Reproduce, word for word, the part of the burn-treatment text below that begins with the words containing "Is a First-degree" and ends with "times a day.".
--- SELECTED PASSAGE ---
Discover When Burns Can Be Treated at Home and When They Require Emergency Care

Suffering a burn is painful, but it’s not always a medical emergency. If you have a superficial burn, you can treat it at home and expect a full recovery. However, around 1.1 million Americans require medical treatment after burns each year. If you have a severe injury, you need to go to the emergency room to have the wound debrided and treated to prevent infection. Also, you might require IV antibiotics and a skin graft as part of your treatment plan.

Is a First-degree Burn a Medical Emergency?

If the burn only affects the skin’s epidermis (outer layer), you have a first-degree burn. While the site will be red, dry, and painful, it’s not an emergency. Instead, you can undergo minor burn treatment at home.

Minor Burn – How to Treat at Home

Place a cold, wet compress on the area to cool the skin. You also need to keep it lubricated, so apply petroleum jelly three times a day.

Even though it’s a superficial injury, it can get infected, so use an antibiotic ointment. Then, place loose gauze on the area to cover it.

You will experience some discomfort, so you can take over-the-counter pain relievers. However, follow the instructions if taking nonsteroidal anti-inflammatory medications to minimize the risk of side effects.

Should You Go to the ER With a Second-degree Burn?

You have a second-degree burn if the skin’s epidermis and part of the dermis layer are affected. Redness, blisters, swelling, and pain are common symptoms of this type of injury. While more severe than a first-degree burn, you can likely treat it at home using the same strategy. However, if the burn covers a large area of your body, you should seek medical attention. In addition, go to the doctor if the blisters have popped since that can cause an infection.

Are Third-degree Burns Medical Emergencies?

A third-degree burn is the most serious, destroying the epidermis and epidermis while damaging bones, muscles, and tendons. It is so severe that it can destroy nerves, too, so you might lose feeling in the affected area.

Shock and dehydration can occur immediately after experiencing a third-degree burn, so don’t delay seeking medical treatment.

If you have a large second-degree burn, a third-degree burn, or a minor burn that isn’t getting better, visit the emergency room. Your medical team can stabilize and assess you and then administer the necessary treatment. From pain relief to life-saving measures, the right treatment can help you start down the road to recovery.
--- MATERIAL SUPPLIED ---
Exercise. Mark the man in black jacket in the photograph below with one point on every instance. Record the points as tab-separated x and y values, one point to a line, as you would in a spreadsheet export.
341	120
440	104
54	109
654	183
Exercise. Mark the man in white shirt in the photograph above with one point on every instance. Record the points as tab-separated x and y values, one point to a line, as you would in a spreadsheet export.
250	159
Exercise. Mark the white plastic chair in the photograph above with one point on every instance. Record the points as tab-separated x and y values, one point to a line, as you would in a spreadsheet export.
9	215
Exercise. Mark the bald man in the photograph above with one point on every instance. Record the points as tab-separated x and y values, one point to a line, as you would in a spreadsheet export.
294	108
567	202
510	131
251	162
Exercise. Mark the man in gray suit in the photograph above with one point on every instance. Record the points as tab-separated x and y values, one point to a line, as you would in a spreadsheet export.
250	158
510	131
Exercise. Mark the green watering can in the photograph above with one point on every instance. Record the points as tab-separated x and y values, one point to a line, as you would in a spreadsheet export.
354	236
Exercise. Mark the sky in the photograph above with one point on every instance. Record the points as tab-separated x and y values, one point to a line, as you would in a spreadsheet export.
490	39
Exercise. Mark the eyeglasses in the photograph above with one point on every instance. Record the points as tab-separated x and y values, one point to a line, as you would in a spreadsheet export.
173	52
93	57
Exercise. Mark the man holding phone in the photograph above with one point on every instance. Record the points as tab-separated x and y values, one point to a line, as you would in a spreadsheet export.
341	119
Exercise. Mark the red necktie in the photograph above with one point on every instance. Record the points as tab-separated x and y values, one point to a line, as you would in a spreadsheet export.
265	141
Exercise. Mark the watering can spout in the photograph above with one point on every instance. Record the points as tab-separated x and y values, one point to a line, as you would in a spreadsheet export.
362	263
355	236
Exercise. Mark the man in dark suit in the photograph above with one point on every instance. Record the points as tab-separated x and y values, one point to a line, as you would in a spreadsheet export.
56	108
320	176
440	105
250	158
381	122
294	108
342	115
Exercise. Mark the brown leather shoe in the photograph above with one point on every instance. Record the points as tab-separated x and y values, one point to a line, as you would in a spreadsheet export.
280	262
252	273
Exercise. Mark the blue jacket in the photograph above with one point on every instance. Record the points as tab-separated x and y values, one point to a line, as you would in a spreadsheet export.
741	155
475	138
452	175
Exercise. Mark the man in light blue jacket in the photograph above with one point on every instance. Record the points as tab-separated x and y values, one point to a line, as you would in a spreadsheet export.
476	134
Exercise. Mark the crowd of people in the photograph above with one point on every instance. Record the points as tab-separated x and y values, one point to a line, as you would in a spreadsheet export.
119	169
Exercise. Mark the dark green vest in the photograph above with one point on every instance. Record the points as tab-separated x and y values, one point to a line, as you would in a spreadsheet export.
---
§ WRITTEN SOLUTION
Is a First-degree Burn a Medical Emergency?

If the burn only affects the skin’s epidermis (outer layer), you have a first-degree burn. While the site will be red, dry, and painful, it’s not an emergency. Instead, you can undergo minor burn treatment at home.

Minor Burn – How to Treat at Home

Place a cold, wet compress on the area to cool the skin. You also need to keep it lubricated, so apply petroleum jelly three times a day.